Gli ingegneri della Vanderbilt University, negli Stati Uniti, hanno sviluppato e costruito un esoscheletro in grado di ridurre l’affaticamento muscolare da circa il 29% al 47%. Questo esoscheletro può rivoluzionare il modo in cui si sentono alcuni lavoratori del settore, come quelli che lavorano nel campo medico o i lavoratori in prima linea che stanno in piedi per molte ore e devono sostenere carichi di peso. D’altra parte, può anche essere utile per chi si siede a un tavolo e deve alzarsi e muoversi regolarmente o raccogliere oggetti.
Il team della Vanderbilt University, guidato dall’assistente professore di ingegneria meccanica, Karl Zelik, ha utilizzato tecniche di elettromiografia di superficie per misurare i cambiamenti nell’affaticamento muscolare lombare e ha chiesto ai partecipanti allo studio di eseguire determinati compiti fisici con e senza l’esoscheletro.
Questo processo non richiede un motore o batterie per funzionare: dipende semplicemente da forze ausiliarie discrete ed elastiche che lavorano insieme ai muscoli della parte bassa della schiena. Gli elastici funzionano in modo simile al muscolo del dorso, che subentra quando i muscoli della schiena sono troppo stanchi per funzionare correttamente. “Quando i muscoli lombari di una persona diventano tesi e stanchi, chiedono ai muscoli dorsali un aiuto extra per alleviare la tensione e l’affaticamento della schiena. Gli elastici sul nostro esoscheletro funzionano allo stesso modo per aiutare a mantenere la forza“, ha spiegato Erik Lamers, l’autore principale dello studio.
Questo esoscheletro tiene conto delle differenze tra il corpo maschile e quello femminile. Secondo Zelik, “una delle sfide critiche in futuro sarà garantire che tutta la tecnologia indossabile sia sviluppata per servire e proteggere donne e uomini“. Le organizzazioni e le università creano esoscheletri per aiutare diversi gruppi di persone che cercano di ottenere risultati diversi.
Questo studio è stato pubblicato alla fine di settembre sulla rivista scientifica Scientific Reports.

━━━━━━━━━━━━━━━━━━━━━━━━━━━━━━

### Consegna
Secondo il testo da analizzare, chi guidava il team della Vanderbilt University?

━━━━━━━━━━━━━━━━━━━━━━━━━━━━━━

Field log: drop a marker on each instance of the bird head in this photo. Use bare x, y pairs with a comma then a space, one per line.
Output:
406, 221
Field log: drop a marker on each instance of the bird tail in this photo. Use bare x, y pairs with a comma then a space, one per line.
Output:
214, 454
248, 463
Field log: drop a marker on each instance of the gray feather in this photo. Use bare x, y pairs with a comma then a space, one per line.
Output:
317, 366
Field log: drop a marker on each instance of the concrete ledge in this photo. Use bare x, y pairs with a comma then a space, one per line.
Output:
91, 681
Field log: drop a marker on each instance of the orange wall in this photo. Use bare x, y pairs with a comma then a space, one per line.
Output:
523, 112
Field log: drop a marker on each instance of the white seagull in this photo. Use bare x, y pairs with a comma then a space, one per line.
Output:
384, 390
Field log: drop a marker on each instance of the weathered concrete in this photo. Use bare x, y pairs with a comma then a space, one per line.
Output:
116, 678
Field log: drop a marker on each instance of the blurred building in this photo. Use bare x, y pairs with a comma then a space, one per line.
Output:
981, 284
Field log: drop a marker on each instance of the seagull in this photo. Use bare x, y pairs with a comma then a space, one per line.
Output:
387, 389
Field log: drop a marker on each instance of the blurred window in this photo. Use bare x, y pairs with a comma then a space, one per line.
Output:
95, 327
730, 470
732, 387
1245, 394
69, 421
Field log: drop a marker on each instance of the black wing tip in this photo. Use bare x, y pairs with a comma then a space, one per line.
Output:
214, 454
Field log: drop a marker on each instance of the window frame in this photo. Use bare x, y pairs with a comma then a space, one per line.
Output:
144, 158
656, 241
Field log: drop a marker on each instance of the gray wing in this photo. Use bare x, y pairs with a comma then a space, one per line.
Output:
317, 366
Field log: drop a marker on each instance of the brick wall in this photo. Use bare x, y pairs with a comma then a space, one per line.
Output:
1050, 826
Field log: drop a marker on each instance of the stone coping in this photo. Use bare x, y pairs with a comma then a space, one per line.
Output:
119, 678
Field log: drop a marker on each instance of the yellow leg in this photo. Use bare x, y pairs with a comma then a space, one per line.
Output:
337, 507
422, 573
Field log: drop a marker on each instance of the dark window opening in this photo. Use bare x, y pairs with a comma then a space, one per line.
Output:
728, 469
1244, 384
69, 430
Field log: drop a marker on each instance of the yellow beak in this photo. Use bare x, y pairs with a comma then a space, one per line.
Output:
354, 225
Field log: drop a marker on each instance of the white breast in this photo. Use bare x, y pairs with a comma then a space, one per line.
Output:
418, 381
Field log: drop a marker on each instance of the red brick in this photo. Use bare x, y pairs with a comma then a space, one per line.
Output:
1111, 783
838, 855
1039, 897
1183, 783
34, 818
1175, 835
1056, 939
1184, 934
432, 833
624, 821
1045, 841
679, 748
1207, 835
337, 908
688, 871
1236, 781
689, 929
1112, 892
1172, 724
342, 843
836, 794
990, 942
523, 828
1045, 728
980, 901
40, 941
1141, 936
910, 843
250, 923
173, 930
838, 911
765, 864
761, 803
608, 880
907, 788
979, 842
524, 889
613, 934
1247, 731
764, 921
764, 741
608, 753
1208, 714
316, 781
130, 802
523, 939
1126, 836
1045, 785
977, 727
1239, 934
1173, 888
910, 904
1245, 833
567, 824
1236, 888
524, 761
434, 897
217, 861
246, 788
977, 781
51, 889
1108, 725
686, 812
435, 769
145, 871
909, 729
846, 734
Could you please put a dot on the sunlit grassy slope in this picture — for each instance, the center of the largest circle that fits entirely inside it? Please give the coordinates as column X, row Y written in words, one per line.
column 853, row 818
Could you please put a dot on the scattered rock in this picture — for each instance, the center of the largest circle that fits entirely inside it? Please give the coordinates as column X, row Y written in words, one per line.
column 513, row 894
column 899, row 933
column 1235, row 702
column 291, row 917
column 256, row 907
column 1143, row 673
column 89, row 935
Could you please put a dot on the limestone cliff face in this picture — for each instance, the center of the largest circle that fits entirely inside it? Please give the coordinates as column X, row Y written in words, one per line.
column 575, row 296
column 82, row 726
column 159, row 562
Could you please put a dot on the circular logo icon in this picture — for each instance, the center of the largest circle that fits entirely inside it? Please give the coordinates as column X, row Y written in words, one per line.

━━━━━━━━━━━━━━━━━━━━━━━━━━━━━━

### Soluzione
Karl Zelik, assistente professore di ingegneria meccanica.